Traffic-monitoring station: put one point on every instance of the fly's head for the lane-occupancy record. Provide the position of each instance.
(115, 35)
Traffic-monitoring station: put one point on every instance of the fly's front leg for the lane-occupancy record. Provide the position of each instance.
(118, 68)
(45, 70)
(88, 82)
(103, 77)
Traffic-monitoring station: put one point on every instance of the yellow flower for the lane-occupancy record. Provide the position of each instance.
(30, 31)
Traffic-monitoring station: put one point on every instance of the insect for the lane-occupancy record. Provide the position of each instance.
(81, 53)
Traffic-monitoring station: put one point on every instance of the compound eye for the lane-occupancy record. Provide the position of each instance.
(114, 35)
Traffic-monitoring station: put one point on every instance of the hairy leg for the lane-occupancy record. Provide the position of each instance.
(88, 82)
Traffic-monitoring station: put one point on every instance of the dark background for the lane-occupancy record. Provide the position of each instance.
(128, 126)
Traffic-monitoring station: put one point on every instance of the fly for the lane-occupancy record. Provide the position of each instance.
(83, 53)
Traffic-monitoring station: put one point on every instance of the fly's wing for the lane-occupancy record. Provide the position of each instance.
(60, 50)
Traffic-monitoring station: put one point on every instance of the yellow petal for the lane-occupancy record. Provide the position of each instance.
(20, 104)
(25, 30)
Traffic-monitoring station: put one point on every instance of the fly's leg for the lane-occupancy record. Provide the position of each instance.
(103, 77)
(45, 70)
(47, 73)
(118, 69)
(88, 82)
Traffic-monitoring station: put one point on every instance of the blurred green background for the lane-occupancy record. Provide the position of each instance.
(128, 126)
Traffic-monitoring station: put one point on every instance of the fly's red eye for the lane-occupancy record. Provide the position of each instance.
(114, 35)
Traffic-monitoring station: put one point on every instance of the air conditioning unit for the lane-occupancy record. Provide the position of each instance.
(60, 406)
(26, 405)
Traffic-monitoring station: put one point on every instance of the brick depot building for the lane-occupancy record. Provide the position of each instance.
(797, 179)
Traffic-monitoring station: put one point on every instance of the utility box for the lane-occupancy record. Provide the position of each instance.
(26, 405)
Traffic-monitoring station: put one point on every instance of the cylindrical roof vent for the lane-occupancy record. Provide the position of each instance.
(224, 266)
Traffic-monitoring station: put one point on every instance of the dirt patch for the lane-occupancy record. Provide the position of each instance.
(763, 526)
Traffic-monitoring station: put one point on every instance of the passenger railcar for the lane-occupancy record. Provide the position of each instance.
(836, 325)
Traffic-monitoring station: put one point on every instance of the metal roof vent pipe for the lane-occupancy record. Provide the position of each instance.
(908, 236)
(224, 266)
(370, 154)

**Objective**
Retype the records above exactly.

**Result of the task**
Traffic-monitoring station: put one point on every instance of the fly's head for the lane-occupancy record. Provide the position of each instance.
(115, 35)
Traffic-monitoring station: put one point on every instance of the fly's front leg for the lane-occupancy record. Provide the position of each instance.
(118, 68)
(45, 70)
(88, 82)
(103, 77)
Traffic-monitoring station: put one point on every instance of the yellow flower for the lane-occupancy record. Provide the position of each instance.
(30, 31)
Traffic-monitoring station: put one point on every instance of the insect for the lane-occupancy record. Provide the position of each instance.
(81, 53)
Traffic-monitoring station: put one point on every instance of the compound eye for the lane-occupancy record. Provide the position of each instance.
(114, 35)
Traffic-monitoring station: put one point on every instance of the hairy leg for the lane-occupancy record. Provide the position of each instance.
(88, 82)
Traffic-monitoring station: put one point on every instance of the dark background for the lane-occupancy record. Provide the position of each instance.
(128, 126)
Traffic-monitoring station: put one point on every instance of the fly for the lane-occupancy record. Provide the position of each instance.
(83, 53)
Traffic-monitoring station: put one point on every instance of the fly's wing for the lane-occupancy record. Provide the position of each instance.
(60, 50)
Traffic-monitoring station: put one point on every instance of the yellow petal for the lane-occupancy record. Provide the position of each instance.
(20, 104)
(25, 30)
Traffic-monitoring station: put one point on every instance of the fly's leg for the lane-occupancy record. Provide the position of each instance.
(103, 77)
(45, 70)
(47, 73)
(118, 69)
(88, 82)
Traffic-monitoring station: put one point on every instance of the blurred green background for the lane-occupancy record. Provide the position of each instance.
(128, 126)
Traffic-monitoring station: put one point on every instance of the fly's red eye for the lane-occupancy record. Provide the position of each instance.
(114, 35)
Traffic-monitoring station: put one point on every instance of the air conditioning unit for the lane-occupancy record. Provide the position of each instance.
(60, 406)
(26, 405)
Traffic-monitoring station: put one point on every instance of the brick depot building for the lane-occupancy record. Provide the position of each instance.
(797, 179)
Traffic-monitoring station: put one point on every instance of the utility box for the lane-occupancy record. Provide the position of each instance.
(26, 405)
Traffic-monitoring station: put one point on every instance of the cylindrical roof vent for the lane-occupancy record. Provide the position of each instance.
(224, 266)
Traffic-monitoring station: put one point on every instance of the dirt patch for the lane-occupancy record. Provide the position of each instance.
(763, 526)
Traffic-monitoring station: put one point on every instance of the passenger railcar for the lane-occupancy record. Provide the position of each instance.
(836, 325)
Traffic-monitoring station: put one point on every instance of the metal roof vent pipe for the lane-occupancy record. Provide the position of each instance.
(908, 236)
(224, 266)
(370, 154)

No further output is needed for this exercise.